Supplied material —
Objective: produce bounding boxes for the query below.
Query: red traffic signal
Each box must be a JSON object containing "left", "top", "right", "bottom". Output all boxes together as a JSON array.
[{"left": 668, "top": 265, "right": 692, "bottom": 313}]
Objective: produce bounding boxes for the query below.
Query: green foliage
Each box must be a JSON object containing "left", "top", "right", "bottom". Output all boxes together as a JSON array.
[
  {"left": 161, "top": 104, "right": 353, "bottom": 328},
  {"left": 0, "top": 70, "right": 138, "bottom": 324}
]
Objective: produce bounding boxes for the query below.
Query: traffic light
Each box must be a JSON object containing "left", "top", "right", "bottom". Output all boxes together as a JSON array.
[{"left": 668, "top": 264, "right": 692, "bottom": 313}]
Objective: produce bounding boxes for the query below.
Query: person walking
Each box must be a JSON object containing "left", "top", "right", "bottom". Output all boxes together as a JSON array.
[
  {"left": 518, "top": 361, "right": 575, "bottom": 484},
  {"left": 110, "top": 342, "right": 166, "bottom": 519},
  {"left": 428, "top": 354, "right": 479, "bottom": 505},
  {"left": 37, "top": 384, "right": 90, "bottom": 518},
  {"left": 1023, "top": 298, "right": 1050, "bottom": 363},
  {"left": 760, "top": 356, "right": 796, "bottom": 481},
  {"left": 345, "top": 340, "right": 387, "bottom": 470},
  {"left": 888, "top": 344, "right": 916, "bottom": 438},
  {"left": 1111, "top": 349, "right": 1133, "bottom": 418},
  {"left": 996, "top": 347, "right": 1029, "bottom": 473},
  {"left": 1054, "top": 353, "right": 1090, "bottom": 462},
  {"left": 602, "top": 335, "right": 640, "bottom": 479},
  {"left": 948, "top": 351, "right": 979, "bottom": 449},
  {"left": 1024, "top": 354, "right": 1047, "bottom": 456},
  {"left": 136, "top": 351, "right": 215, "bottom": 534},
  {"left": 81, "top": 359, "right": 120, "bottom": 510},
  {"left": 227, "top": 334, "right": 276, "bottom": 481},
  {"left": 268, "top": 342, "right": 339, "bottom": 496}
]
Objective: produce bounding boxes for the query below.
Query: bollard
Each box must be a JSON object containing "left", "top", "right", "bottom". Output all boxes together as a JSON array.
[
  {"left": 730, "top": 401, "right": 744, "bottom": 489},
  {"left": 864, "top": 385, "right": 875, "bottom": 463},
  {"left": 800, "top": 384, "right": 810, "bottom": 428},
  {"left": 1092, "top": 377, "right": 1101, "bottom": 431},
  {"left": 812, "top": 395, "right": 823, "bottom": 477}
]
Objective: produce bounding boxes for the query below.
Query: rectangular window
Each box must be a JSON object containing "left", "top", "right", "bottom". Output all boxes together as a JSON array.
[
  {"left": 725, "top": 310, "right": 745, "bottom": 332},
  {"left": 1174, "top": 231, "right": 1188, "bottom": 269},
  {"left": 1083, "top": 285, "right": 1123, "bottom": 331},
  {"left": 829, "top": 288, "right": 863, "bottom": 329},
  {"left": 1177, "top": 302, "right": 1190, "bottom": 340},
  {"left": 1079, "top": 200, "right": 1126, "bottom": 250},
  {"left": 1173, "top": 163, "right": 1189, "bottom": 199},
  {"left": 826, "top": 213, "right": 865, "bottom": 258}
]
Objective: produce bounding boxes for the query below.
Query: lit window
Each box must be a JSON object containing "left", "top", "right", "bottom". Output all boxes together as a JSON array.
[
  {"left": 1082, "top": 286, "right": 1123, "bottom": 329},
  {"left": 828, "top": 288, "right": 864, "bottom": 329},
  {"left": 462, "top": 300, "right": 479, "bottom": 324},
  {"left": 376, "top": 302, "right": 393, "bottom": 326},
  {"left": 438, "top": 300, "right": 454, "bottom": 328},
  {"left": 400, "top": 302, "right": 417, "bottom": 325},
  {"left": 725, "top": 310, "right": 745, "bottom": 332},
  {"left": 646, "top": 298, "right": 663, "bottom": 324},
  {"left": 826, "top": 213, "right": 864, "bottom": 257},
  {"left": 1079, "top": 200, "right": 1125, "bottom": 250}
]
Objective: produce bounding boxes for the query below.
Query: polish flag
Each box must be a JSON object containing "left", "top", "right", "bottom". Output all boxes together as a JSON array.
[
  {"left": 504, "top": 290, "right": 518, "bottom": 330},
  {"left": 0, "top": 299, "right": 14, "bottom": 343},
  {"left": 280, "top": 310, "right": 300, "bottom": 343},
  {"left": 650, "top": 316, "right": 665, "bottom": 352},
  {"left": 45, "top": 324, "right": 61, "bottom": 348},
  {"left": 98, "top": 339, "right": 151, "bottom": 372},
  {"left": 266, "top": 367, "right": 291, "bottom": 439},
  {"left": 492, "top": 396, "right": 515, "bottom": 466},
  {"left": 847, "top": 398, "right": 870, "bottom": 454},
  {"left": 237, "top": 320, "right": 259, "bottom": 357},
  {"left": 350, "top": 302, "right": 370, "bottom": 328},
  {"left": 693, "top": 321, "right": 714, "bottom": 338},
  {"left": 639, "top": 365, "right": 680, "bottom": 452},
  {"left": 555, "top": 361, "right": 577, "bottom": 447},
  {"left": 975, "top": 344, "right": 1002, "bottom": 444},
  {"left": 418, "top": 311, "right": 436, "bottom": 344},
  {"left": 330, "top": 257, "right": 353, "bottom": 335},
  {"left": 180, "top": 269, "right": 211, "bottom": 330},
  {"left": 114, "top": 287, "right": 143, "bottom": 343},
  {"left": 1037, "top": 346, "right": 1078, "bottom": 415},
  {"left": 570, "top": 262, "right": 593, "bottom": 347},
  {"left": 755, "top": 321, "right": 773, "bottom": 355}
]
--
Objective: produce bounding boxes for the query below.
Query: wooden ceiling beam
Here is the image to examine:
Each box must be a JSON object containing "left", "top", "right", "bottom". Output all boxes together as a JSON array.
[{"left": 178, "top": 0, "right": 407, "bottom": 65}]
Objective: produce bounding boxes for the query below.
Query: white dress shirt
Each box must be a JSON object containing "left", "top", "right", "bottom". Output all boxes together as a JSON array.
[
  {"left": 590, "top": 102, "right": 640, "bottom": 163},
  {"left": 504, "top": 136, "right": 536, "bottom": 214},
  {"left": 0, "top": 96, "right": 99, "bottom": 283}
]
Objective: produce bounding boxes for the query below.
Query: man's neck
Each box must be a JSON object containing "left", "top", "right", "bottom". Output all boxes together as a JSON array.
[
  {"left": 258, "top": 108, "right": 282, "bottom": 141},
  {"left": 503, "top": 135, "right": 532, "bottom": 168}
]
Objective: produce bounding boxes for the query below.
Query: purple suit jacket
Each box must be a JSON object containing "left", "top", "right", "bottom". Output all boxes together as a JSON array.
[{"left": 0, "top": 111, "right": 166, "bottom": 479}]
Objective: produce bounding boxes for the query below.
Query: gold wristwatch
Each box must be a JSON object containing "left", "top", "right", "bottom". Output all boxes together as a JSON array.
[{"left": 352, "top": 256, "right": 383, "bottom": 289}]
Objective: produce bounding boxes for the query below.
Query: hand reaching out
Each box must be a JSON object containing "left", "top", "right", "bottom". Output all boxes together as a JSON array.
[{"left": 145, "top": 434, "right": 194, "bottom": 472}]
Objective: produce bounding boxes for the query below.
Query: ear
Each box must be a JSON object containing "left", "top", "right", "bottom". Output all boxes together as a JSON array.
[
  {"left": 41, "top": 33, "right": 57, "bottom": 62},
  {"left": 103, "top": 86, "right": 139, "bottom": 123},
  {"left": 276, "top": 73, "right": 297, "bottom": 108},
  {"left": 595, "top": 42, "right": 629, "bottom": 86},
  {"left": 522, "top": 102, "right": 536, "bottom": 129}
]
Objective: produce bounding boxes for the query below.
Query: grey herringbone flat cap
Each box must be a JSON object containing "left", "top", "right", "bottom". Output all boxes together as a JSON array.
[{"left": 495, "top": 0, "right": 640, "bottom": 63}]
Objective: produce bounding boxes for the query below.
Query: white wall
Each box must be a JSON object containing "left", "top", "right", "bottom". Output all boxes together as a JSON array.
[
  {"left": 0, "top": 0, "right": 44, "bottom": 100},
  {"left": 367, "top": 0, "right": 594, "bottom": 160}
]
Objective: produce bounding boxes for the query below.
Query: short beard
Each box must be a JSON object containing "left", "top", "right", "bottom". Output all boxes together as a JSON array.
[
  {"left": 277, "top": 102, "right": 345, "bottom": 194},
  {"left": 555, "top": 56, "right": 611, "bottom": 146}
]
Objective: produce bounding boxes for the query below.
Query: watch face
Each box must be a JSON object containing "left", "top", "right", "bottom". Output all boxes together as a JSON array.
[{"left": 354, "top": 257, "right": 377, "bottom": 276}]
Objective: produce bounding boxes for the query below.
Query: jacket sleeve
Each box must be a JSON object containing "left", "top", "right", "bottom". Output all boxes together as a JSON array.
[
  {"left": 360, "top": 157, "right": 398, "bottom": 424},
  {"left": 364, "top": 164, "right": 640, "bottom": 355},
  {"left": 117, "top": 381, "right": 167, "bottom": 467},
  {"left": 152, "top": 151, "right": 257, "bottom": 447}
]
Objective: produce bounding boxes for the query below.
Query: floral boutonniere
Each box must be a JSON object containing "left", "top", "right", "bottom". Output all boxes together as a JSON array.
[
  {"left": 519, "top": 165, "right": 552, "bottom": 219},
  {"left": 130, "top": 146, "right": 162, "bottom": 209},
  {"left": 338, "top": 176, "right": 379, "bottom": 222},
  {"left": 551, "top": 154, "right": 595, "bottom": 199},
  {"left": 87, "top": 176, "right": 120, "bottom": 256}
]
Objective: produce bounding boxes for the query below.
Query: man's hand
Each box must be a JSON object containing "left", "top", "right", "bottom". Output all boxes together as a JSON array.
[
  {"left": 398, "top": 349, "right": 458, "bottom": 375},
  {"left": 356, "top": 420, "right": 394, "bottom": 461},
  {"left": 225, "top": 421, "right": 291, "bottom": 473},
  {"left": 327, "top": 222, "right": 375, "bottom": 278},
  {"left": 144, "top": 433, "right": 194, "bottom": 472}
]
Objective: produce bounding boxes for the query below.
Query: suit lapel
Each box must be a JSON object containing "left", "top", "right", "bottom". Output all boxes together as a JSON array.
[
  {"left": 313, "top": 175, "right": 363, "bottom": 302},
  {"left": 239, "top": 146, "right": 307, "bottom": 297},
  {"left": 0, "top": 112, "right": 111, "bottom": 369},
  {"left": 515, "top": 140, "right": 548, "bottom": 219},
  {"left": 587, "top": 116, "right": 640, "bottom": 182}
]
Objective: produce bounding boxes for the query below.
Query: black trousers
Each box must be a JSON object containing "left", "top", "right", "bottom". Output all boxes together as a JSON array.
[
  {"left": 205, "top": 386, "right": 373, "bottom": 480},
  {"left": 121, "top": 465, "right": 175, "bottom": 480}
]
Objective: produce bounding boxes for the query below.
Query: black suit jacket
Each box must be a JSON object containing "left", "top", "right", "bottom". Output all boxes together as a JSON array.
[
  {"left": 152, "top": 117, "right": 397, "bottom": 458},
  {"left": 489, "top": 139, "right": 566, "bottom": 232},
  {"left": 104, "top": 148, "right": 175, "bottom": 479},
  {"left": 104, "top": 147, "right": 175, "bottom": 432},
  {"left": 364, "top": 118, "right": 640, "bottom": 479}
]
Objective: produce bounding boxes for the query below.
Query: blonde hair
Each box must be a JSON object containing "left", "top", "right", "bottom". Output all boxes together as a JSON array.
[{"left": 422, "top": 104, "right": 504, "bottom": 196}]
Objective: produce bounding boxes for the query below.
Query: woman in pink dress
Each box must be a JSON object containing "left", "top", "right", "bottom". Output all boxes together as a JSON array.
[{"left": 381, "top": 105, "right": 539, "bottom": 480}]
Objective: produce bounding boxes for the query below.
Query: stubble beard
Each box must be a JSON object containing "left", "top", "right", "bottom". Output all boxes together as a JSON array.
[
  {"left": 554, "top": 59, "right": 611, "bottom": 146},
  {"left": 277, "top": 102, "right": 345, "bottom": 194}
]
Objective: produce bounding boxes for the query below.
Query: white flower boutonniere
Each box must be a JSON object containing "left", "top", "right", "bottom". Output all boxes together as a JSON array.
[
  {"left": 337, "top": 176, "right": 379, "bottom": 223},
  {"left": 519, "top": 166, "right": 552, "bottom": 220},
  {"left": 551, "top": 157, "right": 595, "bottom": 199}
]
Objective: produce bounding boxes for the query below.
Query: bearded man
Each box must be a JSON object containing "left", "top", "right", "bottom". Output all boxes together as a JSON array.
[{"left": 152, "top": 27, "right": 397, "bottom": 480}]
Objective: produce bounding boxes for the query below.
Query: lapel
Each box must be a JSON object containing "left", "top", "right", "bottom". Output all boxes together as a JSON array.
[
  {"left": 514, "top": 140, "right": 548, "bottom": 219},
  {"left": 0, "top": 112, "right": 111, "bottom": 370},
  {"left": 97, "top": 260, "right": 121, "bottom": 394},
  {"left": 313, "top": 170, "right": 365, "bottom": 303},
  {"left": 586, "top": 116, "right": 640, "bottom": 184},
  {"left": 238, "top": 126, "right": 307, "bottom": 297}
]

Assignment — Would you filter the entries above and keep each line that has the word "boutonniere"?

Task answer —
Query: floral boutonniere
Query: white flower boutonniere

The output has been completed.